SOURCE EXCERPT:
BEGIN

In this context, N represents the total count of tagged ingredient expressions, M corresponds to the number of words within an expression, and K is the total number of unique tags. The ground truth label for the ith sentence, the jth entity, and the kth class, is symbolically represented as \(t_{k}^{[i,j]}\), with a binary assignment of 1 denoting that the word’s tag is k, and 0 indicating otherwise. The term \(P(t_{k}^{[i,j]}|h^{[i,j]};\theta )\) represents the model’s predicted probability that the token \(h^{[i,j]}\) is classified as the jth label \(t_{k}^{[i,j]}\). The external summation computes the average across all samples in \(\mathcal {H}\).

The dynamic weights \(\alpha _{k}\) address the class imbalance issue by penalizing the misclassification errors of minority classes (\(\alpha _l\)) more than the majority class. We initialize all weights to 1 and adjust them as proposed in (Fernando and Tsokos 2021). The logarithm smooths the weights for extremely imbalanced classes.

This weighting strategy adapts the contribution of misclassification on each label instance by applying class-wise weights of varying magnitudes from the same label based on the prediction output. This approach enables the model to distinguish between easy and challenging sample instances. By minimizing the CE loss, the model learns an optimal set of parameters \(\theta\) through supervised learning.

END

SHORT EXERCISE A: List every symbol defined in the first sentence of the excerpt on the ingredient-tagging loss function, each with what it stands for.
SHORT EXERCISE B: Write the next paragraph of the excerpt on the ingredient-tagging loss function, following on from its last sentence.

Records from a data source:
BEGIN

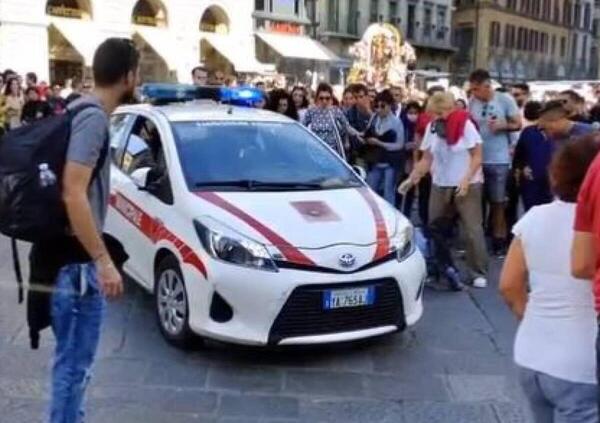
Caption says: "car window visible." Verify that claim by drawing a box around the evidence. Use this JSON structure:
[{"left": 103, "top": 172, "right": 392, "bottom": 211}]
[
  {"left": 110, "top": 114, "right": 133, "bottom": 167},
  {"left": 172, "top": 121, "right": 362, "bottom": 190},
  {"left": 121, "top": 116, "right": 166, "bottom": 175}
]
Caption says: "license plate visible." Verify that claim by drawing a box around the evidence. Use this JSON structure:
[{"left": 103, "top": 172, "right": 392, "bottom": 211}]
[{"left": 323, "top": 286, "right": 375, "bottom": 310}]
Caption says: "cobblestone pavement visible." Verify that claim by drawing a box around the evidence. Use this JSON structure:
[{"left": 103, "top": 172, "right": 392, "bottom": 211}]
[{"left": 0, "top": 240, "right": 530, "bottom": 423}]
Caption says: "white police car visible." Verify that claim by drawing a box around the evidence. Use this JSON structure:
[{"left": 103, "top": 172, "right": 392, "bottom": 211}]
[{"left": 107, "top": 86, "right": 426, "bottom": 345}]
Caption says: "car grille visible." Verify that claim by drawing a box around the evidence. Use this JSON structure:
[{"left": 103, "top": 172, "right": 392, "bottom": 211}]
[{"left": 269, "top": 278, "right": 406, "bottom": 344}]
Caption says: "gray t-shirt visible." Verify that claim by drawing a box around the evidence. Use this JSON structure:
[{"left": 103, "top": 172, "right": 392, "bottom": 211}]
[
  {"left": 469, "top": 92, "right": 520, "bottom": 164},
  {"left": 67, "top": 96, "right": 110, "bottom": 232}
]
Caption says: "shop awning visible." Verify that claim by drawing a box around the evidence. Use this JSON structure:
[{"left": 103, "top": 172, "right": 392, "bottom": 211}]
[
  {"left": 50, "top": 17, "right": 101, "bottom": 66},
  {"left": 133, "top": 25, "right": 177, "bottom": 70},
  {"left": 200, "top": 34, "right": 275, "bottom": 73},
  {"left": 256, "top": 32, "right": 341, "bottom": 62}
]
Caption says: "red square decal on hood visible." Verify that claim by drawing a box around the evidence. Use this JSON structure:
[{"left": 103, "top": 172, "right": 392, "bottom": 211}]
[{"left": 290, "top": 201, "right": 341, "bottom": 222}]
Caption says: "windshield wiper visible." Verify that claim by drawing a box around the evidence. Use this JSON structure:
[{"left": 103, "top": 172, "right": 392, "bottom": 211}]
[{"left": 194, "top": 179, "right": 323, "bottom": 190}]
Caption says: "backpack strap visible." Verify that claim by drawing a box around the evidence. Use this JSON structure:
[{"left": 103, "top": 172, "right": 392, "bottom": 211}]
[
  {"left": 10, "top": 238, "right": 25, "bottom": 304},
  {"left": 67, "top": 103, "right": 110, "bottom": 181}
]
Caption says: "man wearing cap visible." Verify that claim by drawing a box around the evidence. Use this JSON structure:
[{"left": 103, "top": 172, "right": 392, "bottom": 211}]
[{"left": 538, "top": 100, "right": 594, "bottom": 144}]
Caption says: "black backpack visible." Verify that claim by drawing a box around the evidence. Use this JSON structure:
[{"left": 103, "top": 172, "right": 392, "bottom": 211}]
[{"left": 0, "top": 103, "right": 108, "bottom": 302}]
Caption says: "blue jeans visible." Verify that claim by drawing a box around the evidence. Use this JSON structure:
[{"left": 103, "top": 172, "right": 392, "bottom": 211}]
[
  {"left": 367, "top": 164, "right": 396, "bottom": 205},
  {"left": 50, "top": 263, "right": 106, "bottom": 423},
  {"left": 519, "top": 367, "right": 598, "bottom": 423}
]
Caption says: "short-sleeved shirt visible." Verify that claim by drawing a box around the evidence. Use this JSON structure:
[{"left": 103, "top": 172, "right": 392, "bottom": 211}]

END

RIGHT ANSWER A:
N: the total count of tagged ingredient expressions
M: the number of words within an expression
K: the total number of unique tags

RIGHT ANSWER B:
5.1 Learning with augmentation

In our efforts to enhance the model’s ability to learn from diverse expressions of ingredients, we introduce a label regularization loss function as follows:

$$\begin{aligned} \mathcal {L}_{RE}(p(h^{[i, j]}), p(\overline{h^{[i, j]}})) = \frac{1}{N}\sum _{i=1}^{N}\sum _{j=1}^{M} KL (p(h^{[i, j]})||p(\overline{h^{[i, j]}})) \end{aligned}$$
(5)

Here, h and \(\overline{h}\) represent the embeddings of the input ingredient expression and its reconstructed variant, respectively. The variable \(p(h^{[i, j]})\) denotes the probability distribution predicted for word \(w^{[i,j]}\). The variables N and M correspond to the sample size and the ingredient expression words length. This regularization loss encourages the tag predictions for an ingredient expression and its corresponding syntactically correct modification to be similar. This promotes the model’s robustness in handling variations in ingredient expression syntax.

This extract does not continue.